This article was originally published on ETFTrends.com.

As stocks continue to build forward momentum after a tumultuous December, it's been high-yield bonds going the opposite direction with the ICE BofAML US High Yield Master II Total Return Index resuming its downward trajectory. Investors looking to capitalize on the weakness in high yield can look to the ProShares Short High Yield (SJB) .

It's a clear sign that the risk-off sentiment that started in October is affecting the high-yield sector that was flying high during the midst of the extended bull run in the capital markets--a time when investors were willing to forego the extra risk in order to achieve the higher yields.

An ETF to Take Advantage of Weakness in High Yield Bonds 1

With respect to their 200-day moving averages, SJB is tracking above this level while high-yield bond ETFs like the SPDR Bloomberg Barclays High Yield Bond ETF (JNK),  iShares iBoxx $ High Yield Corp Bd ETF (HYG) and the Invesco Senior Loan ETF (BKLN)  are languishing in the current risk-off environment.

An ETF to Take Advantage of Weakness in High Yield Bonds 1

Tide Turning?

The tide could turn for high-yield bond ETFs, especially now that the Federal Reserve is sounding more accommodative with respect to interest rate policy. Following the fourth and final rate hike of 2018, the central bank mentioned paring down its rate hikes to two rather the its original forecast of three.
■ ■ ■
Work instruction 1 >> Copy the passage of the high-yield bond article starting at "This article was" and ending at "the higher yields.".
Work instruction 2 >>
Answer the following from the high-yield bond article:
(a) Which fund does the article point to for investors looking to capitalize on weakness in high yield?
(b) In which month did the risk-off sentiment start?
(c) To how many rate hikes did the central bank mention paring down, and what was its original forecast?

(Records from a data collection)
■ ■ ■
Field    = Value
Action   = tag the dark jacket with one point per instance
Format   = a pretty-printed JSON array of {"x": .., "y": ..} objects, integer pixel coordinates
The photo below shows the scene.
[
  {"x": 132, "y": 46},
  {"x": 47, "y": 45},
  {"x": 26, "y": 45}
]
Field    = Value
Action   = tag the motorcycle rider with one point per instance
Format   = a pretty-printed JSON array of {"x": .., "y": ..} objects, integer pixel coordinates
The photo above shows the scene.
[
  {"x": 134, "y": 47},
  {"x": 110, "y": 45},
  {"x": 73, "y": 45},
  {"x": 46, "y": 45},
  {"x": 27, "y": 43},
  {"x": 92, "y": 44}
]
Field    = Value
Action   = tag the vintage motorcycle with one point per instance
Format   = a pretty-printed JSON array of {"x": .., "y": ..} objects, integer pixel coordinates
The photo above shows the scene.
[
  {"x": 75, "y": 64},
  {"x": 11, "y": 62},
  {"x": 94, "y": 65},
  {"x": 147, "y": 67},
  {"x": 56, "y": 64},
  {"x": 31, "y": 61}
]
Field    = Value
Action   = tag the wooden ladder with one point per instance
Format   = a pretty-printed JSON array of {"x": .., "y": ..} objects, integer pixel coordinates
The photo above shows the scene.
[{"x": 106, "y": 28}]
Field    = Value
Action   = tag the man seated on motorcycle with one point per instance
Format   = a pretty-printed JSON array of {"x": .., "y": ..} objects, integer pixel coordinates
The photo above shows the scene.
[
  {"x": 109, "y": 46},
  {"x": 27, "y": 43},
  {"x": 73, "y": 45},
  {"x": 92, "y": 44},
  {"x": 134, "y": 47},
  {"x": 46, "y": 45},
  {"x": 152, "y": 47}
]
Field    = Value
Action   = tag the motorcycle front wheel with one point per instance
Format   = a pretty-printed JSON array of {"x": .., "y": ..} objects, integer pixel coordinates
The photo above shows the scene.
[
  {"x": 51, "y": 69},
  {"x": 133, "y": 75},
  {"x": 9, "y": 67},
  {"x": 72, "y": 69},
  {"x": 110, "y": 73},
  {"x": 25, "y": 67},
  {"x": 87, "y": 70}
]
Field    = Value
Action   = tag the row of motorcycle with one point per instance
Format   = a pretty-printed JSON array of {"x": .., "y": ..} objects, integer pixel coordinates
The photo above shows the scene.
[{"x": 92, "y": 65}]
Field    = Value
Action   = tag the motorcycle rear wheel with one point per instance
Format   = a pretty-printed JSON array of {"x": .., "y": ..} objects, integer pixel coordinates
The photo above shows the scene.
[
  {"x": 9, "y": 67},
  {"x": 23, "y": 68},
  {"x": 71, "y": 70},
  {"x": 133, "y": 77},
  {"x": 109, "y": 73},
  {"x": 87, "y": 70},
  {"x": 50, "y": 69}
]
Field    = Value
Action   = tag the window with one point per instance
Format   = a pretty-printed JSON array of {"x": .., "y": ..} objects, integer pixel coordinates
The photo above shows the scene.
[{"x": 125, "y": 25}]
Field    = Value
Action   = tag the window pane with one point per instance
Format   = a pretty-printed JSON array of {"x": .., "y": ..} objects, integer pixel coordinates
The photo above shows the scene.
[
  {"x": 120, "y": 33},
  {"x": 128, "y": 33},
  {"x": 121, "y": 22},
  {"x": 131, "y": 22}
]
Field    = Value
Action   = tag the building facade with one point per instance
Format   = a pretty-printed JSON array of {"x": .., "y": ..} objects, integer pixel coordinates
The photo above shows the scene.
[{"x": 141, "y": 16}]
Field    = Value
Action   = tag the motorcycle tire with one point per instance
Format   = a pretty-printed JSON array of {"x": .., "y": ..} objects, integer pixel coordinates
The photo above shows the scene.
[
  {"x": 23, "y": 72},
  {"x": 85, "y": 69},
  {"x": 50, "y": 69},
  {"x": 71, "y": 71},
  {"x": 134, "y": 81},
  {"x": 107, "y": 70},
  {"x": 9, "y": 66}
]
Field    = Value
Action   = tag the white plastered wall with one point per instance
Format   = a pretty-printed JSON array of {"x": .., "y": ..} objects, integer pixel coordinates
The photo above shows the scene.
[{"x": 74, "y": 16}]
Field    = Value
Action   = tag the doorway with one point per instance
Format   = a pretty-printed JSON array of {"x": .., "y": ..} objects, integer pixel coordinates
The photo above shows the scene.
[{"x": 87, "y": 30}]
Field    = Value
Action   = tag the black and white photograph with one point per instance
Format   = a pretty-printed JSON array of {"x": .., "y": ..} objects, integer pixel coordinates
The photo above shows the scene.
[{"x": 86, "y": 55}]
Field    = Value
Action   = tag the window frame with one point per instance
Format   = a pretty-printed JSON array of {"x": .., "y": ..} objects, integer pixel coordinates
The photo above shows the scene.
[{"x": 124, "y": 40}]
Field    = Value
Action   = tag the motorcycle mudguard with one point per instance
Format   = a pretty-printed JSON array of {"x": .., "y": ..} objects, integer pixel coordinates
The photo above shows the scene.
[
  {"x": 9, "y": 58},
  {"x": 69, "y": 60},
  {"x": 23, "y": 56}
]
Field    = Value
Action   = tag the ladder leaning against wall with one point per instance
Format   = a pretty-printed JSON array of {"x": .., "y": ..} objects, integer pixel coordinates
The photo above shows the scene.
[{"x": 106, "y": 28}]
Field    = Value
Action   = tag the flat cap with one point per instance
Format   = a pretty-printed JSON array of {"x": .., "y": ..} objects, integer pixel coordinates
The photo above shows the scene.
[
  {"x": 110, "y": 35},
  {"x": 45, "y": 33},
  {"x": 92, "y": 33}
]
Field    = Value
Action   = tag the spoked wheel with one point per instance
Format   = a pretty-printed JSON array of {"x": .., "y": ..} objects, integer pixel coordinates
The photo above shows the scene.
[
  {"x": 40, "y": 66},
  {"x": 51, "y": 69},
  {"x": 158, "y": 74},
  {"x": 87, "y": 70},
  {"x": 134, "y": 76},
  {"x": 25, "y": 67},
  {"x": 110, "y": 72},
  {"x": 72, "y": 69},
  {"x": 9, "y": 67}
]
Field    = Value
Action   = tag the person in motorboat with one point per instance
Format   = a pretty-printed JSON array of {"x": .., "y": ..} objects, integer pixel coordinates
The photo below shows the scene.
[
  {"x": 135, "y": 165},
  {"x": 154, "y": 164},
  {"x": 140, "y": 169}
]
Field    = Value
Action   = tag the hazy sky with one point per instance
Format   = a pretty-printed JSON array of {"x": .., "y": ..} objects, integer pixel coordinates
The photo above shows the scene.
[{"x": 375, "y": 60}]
■ ■ ■
Answer space 1 >>
This article was originally published on ETFTrends.com.

As stocks continue to build forward momentum after a tumultuous December, it's been high-yield bonds going the opposite direction with the ICE BofAML US High Yield Master II Total Return Index resuming its downward trajectory. Investors looking to capitalize on the weakness in high yield can look to the ProShares Short High Yield (SJB) .

It's a clear sign that the risk-off sentiment that started in October is affecting the high-yield sector that was flying high during the midst of the extended bull run in the capital markets--a time when investors were willing to forego the extra risk in order to achieve the higher yields.

Answer space 2 >>
(a) The ProShares Short High Yield (SJB).
(b) October.
(c) Two rate hikes, down from an original forecast of three.